作業要件
• a. 以下のビートルズのコードに関する文章から、「ブラウンは、こう語っています」から「える。それは、正に注目に値することだ。」」までの部分を、両端を含めて一字一句違えずに書き写してください。
• b. 以下のビートルズのコードに関する文章で、ブラウンが見落としていたと気付いた「5人目のビートル」は誰ですか。
• c. 以下のビートルズのコードに関する文章を、最後の文の後から書き継いでください。
---- 読解用抜粋
ブラウンは、こう語っています。「ジョージは12弦リッケンバッカー、ジョンは6弦ギター、ポールはベースを使用していたが、彼らの誰一人として、私が見つけた周波数とは一致しなかった。この事実は私に衝撃を与えた。そして、私は、5人目のビートルを見落としていたことに気付いた。そう、ジョージ・マーティンだ。彼のピアノが問題の周波数だったのだ。」
 
「私は、ギターを練習し始めた。それは、私がピアノの練習のためにビートルズのレコードを聴いたからだ。何年もの間、私は、いくつもの最初のコードのテイクを演奏しなければならなかった。アーティストがこんな単純なレコーディング技術を使用して、ミステリアスなコードを作成できたのは、異様とも思える。それは、正に注目に値することだ。」
--------
---- 提供データ
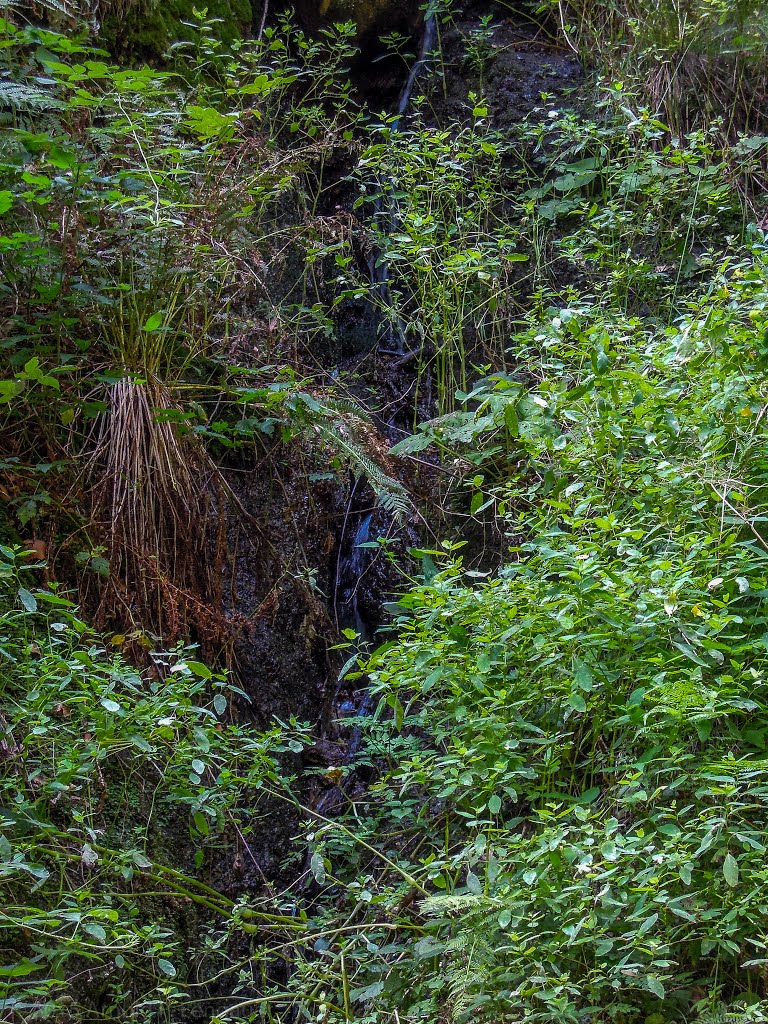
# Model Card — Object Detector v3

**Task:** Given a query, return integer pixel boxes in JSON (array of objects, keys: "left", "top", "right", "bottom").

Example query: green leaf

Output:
[
  {"left": 144, "top": 313, "right": 165, "bottom": 334},
  {"left": 723, "top": 853, "right": 738, "bottom": 889},
  {"left": 18, "top": 587, "right": 37, "bottom": 611},
  {"left": 309, "top": 853, "right": 326, "bottom": 886},
  {"left": 158, "top": 958, "right": 176, "bottom": 978},
  {"left": 0, "top": 959, "right": 45, "bottom": 978},
  {"left": 645, "top": 977, "right": 666, "bottom": 999}
]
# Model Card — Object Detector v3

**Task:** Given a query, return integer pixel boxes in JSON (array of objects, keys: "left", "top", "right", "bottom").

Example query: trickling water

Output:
[{"left": 336, "top": 513, "right": 373, "bottom": 643}]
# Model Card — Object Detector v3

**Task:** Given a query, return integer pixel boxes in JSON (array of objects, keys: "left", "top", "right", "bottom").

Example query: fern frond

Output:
[{"left": 314, "top": 421, "right": 412, "bottom": 518}]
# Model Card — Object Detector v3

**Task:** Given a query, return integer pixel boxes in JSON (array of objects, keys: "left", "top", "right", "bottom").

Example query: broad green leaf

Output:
[{"left": 723, "top": 853, "right": 738, "bottom": 888}]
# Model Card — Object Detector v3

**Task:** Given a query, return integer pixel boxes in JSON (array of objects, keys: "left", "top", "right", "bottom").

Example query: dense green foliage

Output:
[{"left": 0, "top": 0, "right": 768, "bottom": 1024}]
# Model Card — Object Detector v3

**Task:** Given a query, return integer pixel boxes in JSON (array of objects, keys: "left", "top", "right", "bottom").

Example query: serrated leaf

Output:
[
  {"left": 568, "top": 693, "right": 587, "bottom": 714},
  {"left": 144, "top": 313, "right": 163, "bottom": 334},
  {"left": 645, "top": 978, "right": 666, "bottom": 999},
  {"left": 723, "top": 853, "right": 738, "bottom": 889}
]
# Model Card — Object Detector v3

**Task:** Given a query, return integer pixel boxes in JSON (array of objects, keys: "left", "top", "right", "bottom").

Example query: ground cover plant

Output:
[{"left": 0, "top": 0, "right": 768, "bottom": 1024}]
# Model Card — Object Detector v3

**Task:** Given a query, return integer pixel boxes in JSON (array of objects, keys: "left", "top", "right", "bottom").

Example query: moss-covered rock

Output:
[
  {"left": 99, "top": 0, "right": 254, "bottom": 60},
  {"left": 296, "top": 0, "right": 420, "bottom": 44}
]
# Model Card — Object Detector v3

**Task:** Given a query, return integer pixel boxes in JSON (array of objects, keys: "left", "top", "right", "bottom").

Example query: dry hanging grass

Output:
[{"left": 90, "top": 376, "right": 229, "bottom": 649}]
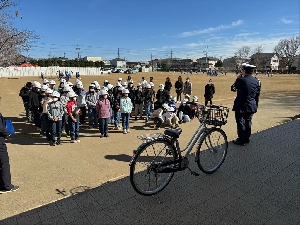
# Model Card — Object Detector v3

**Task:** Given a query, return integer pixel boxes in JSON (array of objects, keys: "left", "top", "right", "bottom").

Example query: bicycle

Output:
[{"left": 129, "top": 105, "right": 229, "bottom": 196}]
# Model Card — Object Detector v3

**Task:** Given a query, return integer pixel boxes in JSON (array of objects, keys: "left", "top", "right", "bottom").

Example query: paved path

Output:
[{"left": 0, "top": 120, "right": 300, "bottom": 225}]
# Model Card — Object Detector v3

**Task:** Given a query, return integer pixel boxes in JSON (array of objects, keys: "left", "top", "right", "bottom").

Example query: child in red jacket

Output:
[
  {"left": 96, "top": 90, "right": 110, "bottom": 138},
  {"left": 66, "top": 91, "right": 80, "bottom": 143}
]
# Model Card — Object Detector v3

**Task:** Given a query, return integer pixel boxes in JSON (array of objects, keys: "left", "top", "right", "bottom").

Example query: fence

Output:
[{"left": 0, "top": 67, "right": 100, "bottom": 77}]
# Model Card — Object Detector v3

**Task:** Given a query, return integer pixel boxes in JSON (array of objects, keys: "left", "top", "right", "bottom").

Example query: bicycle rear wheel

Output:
[
  {"left": 196, "top": 128, "right": 228, "bottom": 174},
  {"left": 130, "top": 140, "right": 177, "bottom": 195}
]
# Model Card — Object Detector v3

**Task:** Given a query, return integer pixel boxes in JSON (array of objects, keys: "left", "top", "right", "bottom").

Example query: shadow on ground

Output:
[{"left": 0, "top": 120, "right": 300, "bottom": 225}]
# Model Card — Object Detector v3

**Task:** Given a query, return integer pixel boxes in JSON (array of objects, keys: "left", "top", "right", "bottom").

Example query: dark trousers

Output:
[
  {"left": 32, "top": 107, "right": 41, "bottom": 128},
  {"left": 235, "top": 111, "right": 253, "bottom": 143},
  {"left": 50, "top": 120, "right": 62, "bottom": 142},
  {"left": 68, "top": 116, "right": 79, "bottom": 140},
  {"left": 176, "top": 92, "right": 182, "bottom": 101},
  {"left": 79, "top": 106, "right": 86, "bottom": 124},
  {"left": 98, "top": 118, "right": 110, "bottom": 135},
  {"left": 154, "top": 117, "right": 162, "bottom": 128},
  {"left": 0, "top": 142, "right": 13, "bottom": 190}
]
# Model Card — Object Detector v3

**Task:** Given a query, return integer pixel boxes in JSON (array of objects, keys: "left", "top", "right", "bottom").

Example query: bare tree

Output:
[
  {"left": 274, "top": 36, "right": 300, "bottom": 73},
  {"left": 0, "top": 0, "right": 39, "bottom": 65},
  {"left": 234, "top": 46, "right": 251, "bottom": 60},
  {"left": 250, "top": 45, "right": 264, "bottom": 68}
]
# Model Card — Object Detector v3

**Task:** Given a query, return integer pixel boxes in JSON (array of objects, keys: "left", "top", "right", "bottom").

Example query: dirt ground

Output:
[{"left": 0, "top": 72, "right": 300, "bottom": 220}]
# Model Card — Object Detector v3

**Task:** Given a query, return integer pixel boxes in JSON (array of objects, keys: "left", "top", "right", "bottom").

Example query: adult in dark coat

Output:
[
  {"left": 19, "top": 82, "right": 32, "bottom": 122},
  {"left": 204, "top": 79, "right": 215, "bottom": 106},
  {"left": 175, "top": 76, "right": 183, "bottom": 101},
  {"left": 0, "top": 103, "right": 19, "bottom": 193},
  {"left": 231, "top": 63, "right": 260, "bottom": 145}
]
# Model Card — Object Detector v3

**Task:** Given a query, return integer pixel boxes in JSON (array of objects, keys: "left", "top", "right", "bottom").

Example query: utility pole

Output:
[
  {"left": 170, "top": 51, "right": 173, "bottom": 70},
  {"left": 76, "top": 45, "right": 80, "bottom": 61},
  {"left": 151, "top": 53, "right": 154, "bottom": 72}
]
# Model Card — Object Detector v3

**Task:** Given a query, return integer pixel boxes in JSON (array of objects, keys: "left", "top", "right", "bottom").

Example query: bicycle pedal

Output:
[{"left": 191, "top": 171, "right": 200, "bottom": 177}]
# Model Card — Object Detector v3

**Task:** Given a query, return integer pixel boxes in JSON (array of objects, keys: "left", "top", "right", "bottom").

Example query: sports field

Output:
[{"left": 0, "top": 72, "right": 300, "bottom": 220}]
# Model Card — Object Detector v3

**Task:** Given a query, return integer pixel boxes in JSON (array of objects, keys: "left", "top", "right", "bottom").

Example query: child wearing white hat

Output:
[
  {"left": 47, "top": 91, "right": 65, "bottom": 146},
  {"left": 66, "top": 91, "right": 80, "bottom": 143}
]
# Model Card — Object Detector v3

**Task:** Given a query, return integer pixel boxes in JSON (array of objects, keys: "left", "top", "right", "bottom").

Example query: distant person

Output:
[
  {"left": 232, "top": 63, "right": 260, "bottom": 146},
  {"left": 175, "top": 76, "right": 183, "bottom": 101},
  {"left": 204, "top": 79, "right": 215, "bottom": 106},
  {"left": 0, "top": 96, "right": 19, "bottom": 194},
  {"left": 183, "top": 77, "right": 192, "bottom": 95},
  {"left": 165, "top": 77, "right": 172, "bottom": 93}
]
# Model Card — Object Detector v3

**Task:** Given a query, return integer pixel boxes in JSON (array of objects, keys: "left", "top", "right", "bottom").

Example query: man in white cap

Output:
[{"left": 231, "top": 63, "right": 260, "bottom": 146}]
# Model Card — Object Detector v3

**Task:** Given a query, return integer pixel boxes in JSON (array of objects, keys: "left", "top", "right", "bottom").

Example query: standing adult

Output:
[
  {"left": 231, "top": 63, "right": 260, "bottom": 145},
  {"left": 204, "top": 79, "right": 215, "bottom": 106},
  {"left": 0, "top": 96, "right": 19, "bottom": 193},
  {"left": 175, "top": 76, "right": 183, "bottom": 101},
  {"left": 19, "top": 82, "right": 32, "bottom": 122},
  {"left": 183, "top": 77, "right": 192, "bottom": 96},
  {"left": 165, "top": 77, "right": 172, "bottom": 93}
]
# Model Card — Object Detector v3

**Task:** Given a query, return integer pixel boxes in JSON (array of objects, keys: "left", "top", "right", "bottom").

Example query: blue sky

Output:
[{"left": 13, "top": 0, "right": 300, "bottom": 61}]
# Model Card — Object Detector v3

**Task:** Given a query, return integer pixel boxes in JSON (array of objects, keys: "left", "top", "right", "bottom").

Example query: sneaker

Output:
[{"left": 0, "top": 185, "right": 19, "bottom": 194}]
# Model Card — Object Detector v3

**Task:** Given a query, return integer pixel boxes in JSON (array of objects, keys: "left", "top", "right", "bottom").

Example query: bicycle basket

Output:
[
  {"left": 137, "top": 133, "right": 164, "bottom": 142},
  {"left": 198, "top": 106, "right": 229, "bottom": 127}
]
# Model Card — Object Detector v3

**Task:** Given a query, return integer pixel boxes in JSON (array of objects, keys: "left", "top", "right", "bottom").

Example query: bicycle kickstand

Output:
[{"left": 187, "top": 167, "right": 200, "bottom": 177}]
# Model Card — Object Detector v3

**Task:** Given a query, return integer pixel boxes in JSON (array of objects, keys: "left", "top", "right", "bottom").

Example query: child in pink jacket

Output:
[{"left": 96, "top": 90, "right": 110, "bottom": 138}]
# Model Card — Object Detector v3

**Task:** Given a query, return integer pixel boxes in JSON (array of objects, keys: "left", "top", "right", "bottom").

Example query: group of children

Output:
[{"left": 20, "top": 76, "right": 202, "bottom": 146}]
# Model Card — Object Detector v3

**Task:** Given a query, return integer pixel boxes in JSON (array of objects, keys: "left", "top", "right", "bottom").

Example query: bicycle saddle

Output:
[{"left": 164, "top": 128, "right": 182, "bottom": 138}]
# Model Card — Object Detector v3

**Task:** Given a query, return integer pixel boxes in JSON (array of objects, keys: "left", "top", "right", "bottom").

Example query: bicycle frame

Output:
[{"left": 174, "top": 122, "right": 207, "bottom": 157}]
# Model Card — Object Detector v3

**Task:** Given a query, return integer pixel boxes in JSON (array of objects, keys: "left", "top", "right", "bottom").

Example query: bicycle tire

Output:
[
  {"left": 196, "top": 128, "right": 228, "bottom": 174},
  {"left": 130, "top": 139, "right": 177, "bottom": 196}
]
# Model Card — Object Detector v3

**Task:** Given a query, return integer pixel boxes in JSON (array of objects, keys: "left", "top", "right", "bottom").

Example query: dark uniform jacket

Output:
--------
解答一覧
• a.
ブラウンは、こう語っています。「ジョージは12弦リッケンバッカー、ジョンは6弦ギター、ポールはベースを使用していたが、彼らの誰一人として、私が見つけた周波数とは一致しなかった。この事実は私に衝撃を与えた。そして、私は、5人目のビートルを見落としていたことに気付いた。そう、ジョージ・マーティンだ。彼のピアノが問題の周波数だったのだ。」
 
「私は、ギターを練習し始めた。それは、私がピアノの練習のためにビートルズのレコードを聴いたからだ。何年もの間、私は、いくつもの最初のコードのテイクを演奏しなければならなかった。アーティストがこんな単純なレコーディング技術を使用して、ミステリアスなコードを作成できたのは、異様とも思える。それは、正に注目に値することだ。」

• b. ジョージ・マーティン

• c.
ビートルズのプロデューサーは、ギターで演奏するのが不可能なFのキーを含んだピアノ・コードを加えたのだ。その結果、生まれたコードは、この曲を掲載したいかなる歌集や譜面とも完全に異なっていた。」こういった驚くべき結果が出たことは、ブラウン博士の調査結果が国際的な注目を集めた一つの理由です。「私は、『Guitar Player Magagine』という音楽雑誌で論文を発表した唯一の数学者だった。」と彼は笑いながら語りました。
 

(2)ケビン・ヒューストン博士の研究

2012年にイギリスのリーズ大学のケビン・ヒューストン博士は、ジョージの親指で押さえられたE弦から生まれたサウンドが重要な構成要素であると主張しました。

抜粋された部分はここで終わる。